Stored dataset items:
------------------------------------
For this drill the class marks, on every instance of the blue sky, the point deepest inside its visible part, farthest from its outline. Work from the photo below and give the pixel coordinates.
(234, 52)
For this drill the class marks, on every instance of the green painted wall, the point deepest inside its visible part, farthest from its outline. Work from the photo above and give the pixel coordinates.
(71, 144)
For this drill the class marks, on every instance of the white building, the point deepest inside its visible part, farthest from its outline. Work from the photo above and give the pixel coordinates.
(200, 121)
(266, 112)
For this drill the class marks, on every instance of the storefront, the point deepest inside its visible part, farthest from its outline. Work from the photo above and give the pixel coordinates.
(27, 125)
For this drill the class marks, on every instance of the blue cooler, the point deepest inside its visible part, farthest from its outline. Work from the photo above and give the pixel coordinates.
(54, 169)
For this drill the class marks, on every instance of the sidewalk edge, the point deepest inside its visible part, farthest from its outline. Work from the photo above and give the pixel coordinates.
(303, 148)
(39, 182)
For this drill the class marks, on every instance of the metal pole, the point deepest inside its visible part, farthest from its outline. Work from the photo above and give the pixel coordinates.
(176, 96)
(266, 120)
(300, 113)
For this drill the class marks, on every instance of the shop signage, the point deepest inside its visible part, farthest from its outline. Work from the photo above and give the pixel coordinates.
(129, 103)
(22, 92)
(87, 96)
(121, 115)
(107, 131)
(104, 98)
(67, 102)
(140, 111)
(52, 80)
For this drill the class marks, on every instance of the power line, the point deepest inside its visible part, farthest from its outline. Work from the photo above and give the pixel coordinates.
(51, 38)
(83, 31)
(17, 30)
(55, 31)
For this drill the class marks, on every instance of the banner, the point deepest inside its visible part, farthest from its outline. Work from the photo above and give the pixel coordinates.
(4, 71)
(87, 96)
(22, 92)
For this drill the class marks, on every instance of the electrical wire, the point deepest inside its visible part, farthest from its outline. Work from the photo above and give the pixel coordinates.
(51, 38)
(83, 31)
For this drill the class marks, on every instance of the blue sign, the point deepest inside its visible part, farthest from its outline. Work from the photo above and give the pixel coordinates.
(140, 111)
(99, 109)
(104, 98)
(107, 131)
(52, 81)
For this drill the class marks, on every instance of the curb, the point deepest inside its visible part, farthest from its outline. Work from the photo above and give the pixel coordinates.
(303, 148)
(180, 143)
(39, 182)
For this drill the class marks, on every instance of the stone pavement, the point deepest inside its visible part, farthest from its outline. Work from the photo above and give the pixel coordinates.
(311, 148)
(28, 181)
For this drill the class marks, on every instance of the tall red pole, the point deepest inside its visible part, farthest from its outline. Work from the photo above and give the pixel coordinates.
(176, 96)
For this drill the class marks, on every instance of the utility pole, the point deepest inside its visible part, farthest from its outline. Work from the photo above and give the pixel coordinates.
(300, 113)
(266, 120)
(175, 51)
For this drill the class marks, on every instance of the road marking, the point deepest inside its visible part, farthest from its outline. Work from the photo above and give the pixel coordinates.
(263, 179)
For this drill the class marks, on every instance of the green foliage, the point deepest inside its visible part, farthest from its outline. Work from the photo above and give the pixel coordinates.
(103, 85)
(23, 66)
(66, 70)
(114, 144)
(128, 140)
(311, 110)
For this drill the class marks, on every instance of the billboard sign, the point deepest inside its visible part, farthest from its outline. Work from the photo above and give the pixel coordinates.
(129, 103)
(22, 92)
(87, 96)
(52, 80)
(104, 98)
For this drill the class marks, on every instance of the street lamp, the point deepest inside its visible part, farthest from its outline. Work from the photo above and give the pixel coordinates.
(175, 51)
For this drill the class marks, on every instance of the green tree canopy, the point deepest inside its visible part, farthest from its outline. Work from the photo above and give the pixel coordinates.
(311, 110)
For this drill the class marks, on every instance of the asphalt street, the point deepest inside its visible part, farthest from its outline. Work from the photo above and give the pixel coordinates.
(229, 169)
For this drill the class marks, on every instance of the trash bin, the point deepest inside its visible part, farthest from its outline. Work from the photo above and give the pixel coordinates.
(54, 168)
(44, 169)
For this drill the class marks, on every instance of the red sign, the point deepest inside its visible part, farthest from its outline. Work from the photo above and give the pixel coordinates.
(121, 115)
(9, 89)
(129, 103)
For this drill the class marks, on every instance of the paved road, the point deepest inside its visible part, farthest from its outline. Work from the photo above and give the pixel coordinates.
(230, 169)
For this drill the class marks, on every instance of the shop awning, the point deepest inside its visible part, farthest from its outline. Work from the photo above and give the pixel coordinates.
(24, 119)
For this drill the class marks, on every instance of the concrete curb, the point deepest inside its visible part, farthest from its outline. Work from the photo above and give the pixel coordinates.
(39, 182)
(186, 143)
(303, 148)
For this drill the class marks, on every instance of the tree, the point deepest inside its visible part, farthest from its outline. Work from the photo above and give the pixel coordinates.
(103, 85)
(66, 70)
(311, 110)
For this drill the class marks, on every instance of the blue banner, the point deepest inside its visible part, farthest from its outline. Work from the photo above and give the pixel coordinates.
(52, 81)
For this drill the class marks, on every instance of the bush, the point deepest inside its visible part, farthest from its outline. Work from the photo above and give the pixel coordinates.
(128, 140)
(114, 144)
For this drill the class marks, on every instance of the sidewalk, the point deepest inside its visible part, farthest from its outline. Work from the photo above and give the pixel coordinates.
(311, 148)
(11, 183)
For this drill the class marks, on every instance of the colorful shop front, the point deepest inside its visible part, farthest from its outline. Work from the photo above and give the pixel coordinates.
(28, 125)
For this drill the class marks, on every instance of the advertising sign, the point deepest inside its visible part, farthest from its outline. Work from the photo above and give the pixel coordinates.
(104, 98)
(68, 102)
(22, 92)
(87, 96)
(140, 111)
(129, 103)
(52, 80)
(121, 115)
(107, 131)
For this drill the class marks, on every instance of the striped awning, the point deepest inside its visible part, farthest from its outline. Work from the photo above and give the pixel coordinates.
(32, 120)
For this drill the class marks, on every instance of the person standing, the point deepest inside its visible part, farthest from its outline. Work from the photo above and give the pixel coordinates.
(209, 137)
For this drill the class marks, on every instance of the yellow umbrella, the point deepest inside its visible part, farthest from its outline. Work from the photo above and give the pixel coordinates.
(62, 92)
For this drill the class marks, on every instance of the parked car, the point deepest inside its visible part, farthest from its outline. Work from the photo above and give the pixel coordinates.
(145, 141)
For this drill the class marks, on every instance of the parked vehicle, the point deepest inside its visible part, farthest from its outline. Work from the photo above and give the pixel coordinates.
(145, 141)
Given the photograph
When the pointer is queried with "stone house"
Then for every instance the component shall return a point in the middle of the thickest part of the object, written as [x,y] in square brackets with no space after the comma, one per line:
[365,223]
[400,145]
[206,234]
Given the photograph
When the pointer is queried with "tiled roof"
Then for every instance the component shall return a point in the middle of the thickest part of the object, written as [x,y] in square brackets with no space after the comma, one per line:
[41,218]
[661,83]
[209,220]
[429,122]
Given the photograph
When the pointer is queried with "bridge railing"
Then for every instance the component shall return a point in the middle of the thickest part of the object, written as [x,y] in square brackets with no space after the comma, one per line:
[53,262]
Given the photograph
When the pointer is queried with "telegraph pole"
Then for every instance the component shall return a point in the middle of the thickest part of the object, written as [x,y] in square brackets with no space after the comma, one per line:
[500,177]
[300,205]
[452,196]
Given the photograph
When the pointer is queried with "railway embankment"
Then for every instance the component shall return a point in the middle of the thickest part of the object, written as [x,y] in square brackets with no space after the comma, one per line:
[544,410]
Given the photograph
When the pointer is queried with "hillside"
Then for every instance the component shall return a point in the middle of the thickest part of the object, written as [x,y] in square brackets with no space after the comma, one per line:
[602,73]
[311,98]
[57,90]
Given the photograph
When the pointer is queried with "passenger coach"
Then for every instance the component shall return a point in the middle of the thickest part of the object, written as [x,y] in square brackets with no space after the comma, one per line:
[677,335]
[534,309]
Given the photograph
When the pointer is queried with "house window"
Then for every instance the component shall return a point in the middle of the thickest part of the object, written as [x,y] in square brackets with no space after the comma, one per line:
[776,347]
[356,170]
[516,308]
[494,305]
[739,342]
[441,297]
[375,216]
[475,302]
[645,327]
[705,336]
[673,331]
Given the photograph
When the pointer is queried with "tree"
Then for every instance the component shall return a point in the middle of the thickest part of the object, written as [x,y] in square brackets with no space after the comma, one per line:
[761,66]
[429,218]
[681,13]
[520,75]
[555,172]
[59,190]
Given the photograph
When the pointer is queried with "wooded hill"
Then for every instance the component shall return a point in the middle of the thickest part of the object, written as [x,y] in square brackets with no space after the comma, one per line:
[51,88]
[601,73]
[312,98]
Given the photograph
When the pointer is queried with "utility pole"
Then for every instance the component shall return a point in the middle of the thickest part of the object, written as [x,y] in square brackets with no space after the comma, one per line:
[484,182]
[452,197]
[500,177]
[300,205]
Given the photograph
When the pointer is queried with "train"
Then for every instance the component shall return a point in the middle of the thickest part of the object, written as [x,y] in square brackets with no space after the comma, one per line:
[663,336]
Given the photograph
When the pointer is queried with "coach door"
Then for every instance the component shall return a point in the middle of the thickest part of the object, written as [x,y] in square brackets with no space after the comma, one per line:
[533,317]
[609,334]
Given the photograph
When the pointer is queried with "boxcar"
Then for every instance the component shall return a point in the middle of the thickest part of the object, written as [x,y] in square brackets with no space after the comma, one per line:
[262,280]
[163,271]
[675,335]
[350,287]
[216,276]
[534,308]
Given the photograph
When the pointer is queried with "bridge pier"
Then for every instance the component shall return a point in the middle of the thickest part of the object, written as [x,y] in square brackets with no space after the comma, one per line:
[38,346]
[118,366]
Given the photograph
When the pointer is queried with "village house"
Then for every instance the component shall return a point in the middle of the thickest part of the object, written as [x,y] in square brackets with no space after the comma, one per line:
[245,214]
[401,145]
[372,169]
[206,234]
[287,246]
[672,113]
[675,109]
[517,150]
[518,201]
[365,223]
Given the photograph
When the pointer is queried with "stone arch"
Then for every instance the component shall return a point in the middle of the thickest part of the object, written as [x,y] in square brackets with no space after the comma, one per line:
------------------------------------
Description of the task
From the data above, copy each line that holds "coach".

Written answer
When the pointer is queried with "passenger coach"
When the pointer is queried with "coach door"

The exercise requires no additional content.